** BEGIN DATA ROWS **

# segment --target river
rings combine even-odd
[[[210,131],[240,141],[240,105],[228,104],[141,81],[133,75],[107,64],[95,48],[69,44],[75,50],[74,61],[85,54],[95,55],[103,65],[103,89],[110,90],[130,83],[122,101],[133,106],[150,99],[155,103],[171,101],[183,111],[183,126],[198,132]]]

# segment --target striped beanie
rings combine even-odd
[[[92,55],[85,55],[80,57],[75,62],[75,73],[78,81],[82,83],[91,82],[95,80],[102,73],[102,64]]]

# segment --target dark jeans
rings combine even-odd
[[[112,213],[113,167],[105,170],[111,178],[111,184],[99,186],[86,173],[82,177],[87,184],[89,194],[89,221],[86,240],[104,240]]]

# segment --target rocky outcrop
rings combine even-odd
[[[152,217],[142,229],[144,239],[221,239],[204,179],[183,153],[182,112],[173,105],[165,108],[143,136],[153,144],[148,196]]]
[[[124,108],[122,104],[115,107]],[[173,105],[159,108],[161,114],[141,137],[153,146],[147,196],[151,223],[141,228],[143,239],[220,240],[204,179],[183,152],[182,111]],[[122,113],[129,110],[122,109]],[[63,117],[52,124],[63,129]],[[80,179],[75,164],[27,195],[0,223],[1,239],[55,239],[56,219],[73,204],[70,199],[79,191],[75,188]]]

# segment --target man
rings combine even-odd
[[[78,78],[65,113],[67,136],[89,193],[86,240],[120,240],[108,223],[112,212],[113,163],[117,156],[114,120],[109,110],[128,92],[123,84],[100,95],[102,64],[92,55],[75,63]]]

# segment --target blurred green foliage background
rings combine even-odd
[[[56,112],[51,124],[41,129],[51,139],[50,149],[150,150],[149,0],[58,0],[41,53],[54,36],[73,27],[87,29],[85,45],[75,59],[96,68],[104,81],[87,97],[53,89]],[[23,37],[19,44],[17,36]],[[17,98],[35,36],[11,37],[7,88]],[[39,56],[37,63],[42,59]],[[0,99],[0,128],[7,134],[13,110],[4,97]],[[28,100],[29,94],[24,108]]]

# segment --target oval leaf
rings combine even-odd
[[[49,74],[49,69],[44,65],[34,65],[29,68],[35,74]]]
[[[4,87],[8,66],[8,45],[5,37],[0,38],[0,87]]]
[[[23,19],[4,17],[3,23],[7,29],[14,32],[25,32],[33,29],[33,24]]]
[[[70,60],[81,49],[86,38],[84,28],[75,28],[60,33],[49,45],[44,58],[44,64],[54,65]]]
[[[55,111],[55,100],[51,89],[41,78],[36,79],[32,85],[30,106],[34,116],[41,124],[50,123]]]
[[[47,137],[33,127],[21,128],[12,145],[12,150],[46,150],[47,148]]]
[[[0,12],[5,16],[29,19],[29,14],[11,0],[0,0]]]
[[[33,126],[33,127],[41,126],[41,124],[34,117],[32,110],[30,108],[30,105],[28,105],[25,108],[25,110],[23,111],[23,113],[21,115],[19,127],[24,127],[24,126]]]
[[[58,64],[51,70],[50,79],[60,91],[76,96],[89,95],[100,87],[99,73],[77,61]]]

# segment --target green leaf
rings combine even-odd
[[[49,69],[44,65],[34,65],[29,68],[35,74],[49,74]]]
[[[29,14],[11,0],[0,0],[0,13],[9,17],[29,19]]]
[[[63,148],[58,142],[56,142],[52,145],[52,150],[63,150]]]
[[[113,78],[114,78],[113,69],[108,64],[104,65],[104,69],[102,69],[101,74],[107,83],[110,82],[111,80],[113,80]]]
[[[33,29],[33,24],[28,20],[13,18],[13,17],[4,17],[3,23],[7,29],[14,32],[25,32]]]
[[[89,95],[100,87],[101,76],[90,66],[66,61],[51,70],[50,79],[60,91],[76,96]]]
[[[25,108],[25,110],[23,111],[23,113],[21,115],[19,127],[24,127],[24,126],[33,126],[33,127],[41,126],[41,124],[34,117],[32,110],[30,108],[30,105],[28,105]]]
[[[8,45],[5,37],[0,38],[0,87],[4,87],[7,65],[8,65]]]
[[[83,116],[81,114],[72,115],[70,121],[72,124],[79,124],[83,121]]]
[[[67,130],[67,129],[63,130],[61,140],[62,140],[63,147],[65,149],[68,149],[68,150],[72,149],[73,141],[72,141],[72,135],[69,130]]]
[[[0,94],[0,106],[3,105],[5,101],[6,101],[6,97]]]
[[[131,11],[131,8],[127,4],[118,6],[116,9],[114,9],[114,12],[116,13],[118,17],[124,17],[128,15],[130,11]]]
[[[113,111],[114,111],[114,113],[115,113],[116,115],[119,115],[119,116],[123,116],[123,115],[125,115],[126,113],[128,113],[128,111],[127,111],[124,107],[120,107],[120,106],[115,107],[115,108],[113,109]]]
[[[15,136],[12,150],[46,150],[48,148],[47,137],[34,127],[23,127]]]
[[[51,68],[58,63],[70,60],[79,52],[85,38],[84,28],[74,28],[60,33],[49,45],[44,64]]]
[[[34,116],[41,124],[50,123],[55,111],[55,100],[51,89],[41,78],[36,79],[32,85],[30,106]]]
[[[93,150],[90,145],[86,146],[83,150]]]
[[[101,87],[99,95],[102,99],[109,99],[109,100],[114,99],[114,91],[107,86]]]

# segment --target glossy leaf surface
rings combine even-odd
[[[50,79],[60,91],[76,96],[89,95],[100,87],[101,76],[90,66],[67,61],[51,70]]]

** END DATA ROWS **

WHAT THIS TASK INVOLVES: Turn the lines above into a JSON list of strings, one string for each line, and leave out the blank lines.

FINISHED ANSWER:
[
  "# segment --target river",
  "rings combine even-odd",
  "[[[210,131],[240,141],[240,105],[228,104],[141,81],[133,75],[107,64],[95,48],[69,44],[75,50],[74,61],[85,54],[95,55],[103,65],[103,89],[110,90],[130,83],[122,101],[133,106],[150,99],[155,103],[171,101],[183,111],[183,126],[198,132]]]",
  "# segment --target striped beanie",
  "rings combine even-odd",
  "[[[92,55],[85,55],[80,57],[75,62],[75,73],[78,81],[82,83],[91,82],[95,80],[102,73],[102,64]]]",
  "# segment --target dark jeans",
  "rings combine even-odd",
  "[[[112,213],[113,167],[105,170],[111,178],[111,184],[99,186],[86,173],[82,177],[87,184],[89,194],[89,221],[86,240],[104,240]]]",
  "# segment --target rocky outcrop",
  "rings combine even-odd",
  "[[[152,217],[142,229],[144,239],[221,239],[204,179],[183,153],[182,112],[173,105],[165,108],[143,136],[153,144],[148,196]]]",
  "[[[124,108],[122,104],[115,107]],[[173,105],[159,108],[161,114],[141,137],[153,146],[147,196],[151,223],[141,228],[143,239],[220,240],[204,179],[183,152],[182,111]],[[122,113],[129,110],[122,109]],[[63,117],[52,124],[63,129]],[[80,179],[75,164],[27,195],[0,223],[1,239],[55,239],[56,219],[73,204],[70,199],[79,191],[75,188]]]",
  "# segment --target man",
  "rings combine even-odd",
  "[[[78,78],[65,113],[67,136],[89,193],[86,240],[120,240],[108,223],[112,212],[113,163],[117,156],[114,120],[109,110],[128,92],[123,84],[100,95],[102,64],[92,55],[75,63]]]",
  "# segment --target blurred green foliage background",
  "rings combine even-odd",
  "[[[56,112],[51,124],[41,129],[51,139],[50,149],[150,150],[149,0],[58,0],[41,53],[54,36],[73,27],[87,29],[85,45],[75,59],[96,68],[104,81],[87,97],[53,89]],[[23,37],[19,44],[17,36]],[[17,98],[35,36],[11,37],[7,88]],[[39,56],[37,63],[42,59]],[[0,99],[0,128],[7,134],[13,110],[4,97]],[[28,100],[29,94],[24,108]]]",
  "# segment --target oval leaf",
  "rings combine even-odd",
  "[[[49,74],[49,69],[44,65],[34,65],[29,68],[35,74]]]",
  "[[[4,87],[8,66],[8,45],[5,37],[0,38],[0,87]]]",
  "[[[23,19],[4,17],[3,23],[7,29],[14,32],[25,32],[33,29],[33,24]]]",
  "[[[70,60],[81,49],[86,38],[84,28],[75,28],[60,33],[49,45],[44,58],[44,64],[54,65]]]",
  "[[[55,111],[55,100],[51,89],[41,78],[36,79],[32,85],[30,106],[34,116],[41,124],[50,123]]]",
  "[[[47,137],[33,127],[21,128],[12,145],[12,150],[46,150],[47,148]]]",
  "[[[0,12],[5,16],[29,19],[29,14],[11,0],[0,0]]]",
  "[[[33,126],[33,127],[41,126],[41,124],[34,117],[32,110],[30,108],[30,105],[28,105],[25,108],[25,110],[23,111],[23,113],[21,115],[19,127],[24,127],[24,126]]]",
  "[[[58,64],[51,70],[50,79],[60,91],[76,96],[89,95],[100,87],[99,73],[77,61]]]",
  "# segment --target green leaf",
  "rings combine even-odd",
  "[[[49,69],[44,65],[34,65],[29,68],[35,74],[49,74]]]",
  "[[[29,14],[11,0],[0,0],[0,13],[9,17],[29,19]]]",
  "[[[63,148],[58,142],[56,142],[52,145],[52,150],[63,150]]]",
  "[[[113,78],[114,78],[113,69],[108,64],[104,65],[104,69],[102,69],[101,74],[107,83],[110,82],[111,80],[113,80]]]",
  "[[[33,29],[33,24],[28,20],[13,18],[13,17],[4,17],[3,23],[7,29],[14,32],[25,32]]]",
  "[[[89,95],[100,87],[101,76],[90,66],[66,61],[51,70],[50,79],[60,91],[76,96]]]",
  "[[[25,108],[25,110],[23,111],[23,113],[21,115],[19,127],[24,127],[24,126],[33,126],[33,127],[41,126],[41,124],[34,117],[32,110],[30,108],[30,105],[28,105]]]",
  "[[[8,45],[5,37],[0,38],[0,87],[4,87],[7,65],[8,65]]]",
  "[[[83,116],[81,114],[72,115],[70,121],[72,124],[79,124],[83,121]]]",
  "[[[67,130],[67,129],[63,130],[61,140],[62,140],[63,147],[65,149],[68,149],[68,150],[72,149],[73,141],[72,141],[72,135],[69,130]]]",
  "[[[0,94],[0,106],[3,105],[5,101],[6,101],[6,97]]]",
  "[[[131,11],[131,8],[127,4],[118,6],[116,9],[114,9],[114,12],[116,13],[118,17],[124,17],[128,15],[130,11]]]",
  "[[[113,111],[114,111],[114,113],[115,113],[116,115],[119,115],[119,116],[123,116],[123,115],[125,115],[126,113],[128,113],[128,111],[127,111],[124,107],[120,107],[120,106],[115,107],[115,108],[113,109]]]",
  "[[[15,136],[12,150],[46,150],[48,148],[47,137],[34,127],[23,127]]]",
  "[[[51,68],[58,63],[70,60],[79,52],[85,38],[84,28],[74,28],[60,33],[49,45],[44,64]]]",
  "[[[34,116],[41,124],[50,123],[55,111],[55,100],[51,89],[41,78],[36,79],[32,85],[30,106]]]",
  "[[[93,150],[90,145],[86,146],[83,150]]]",
  "[[[101,87],[99,95],[102,99],[109,99],[109,100],[114,99],[114,91],[107,86]]]",
  "# segment --target glossy leaf surface",
  "rings combine even-odd",
  "[[[50,79],[60,91],[76,96],[89,95],[100,87],[101,76],[90,66],[67,61],[51,70]]]"
]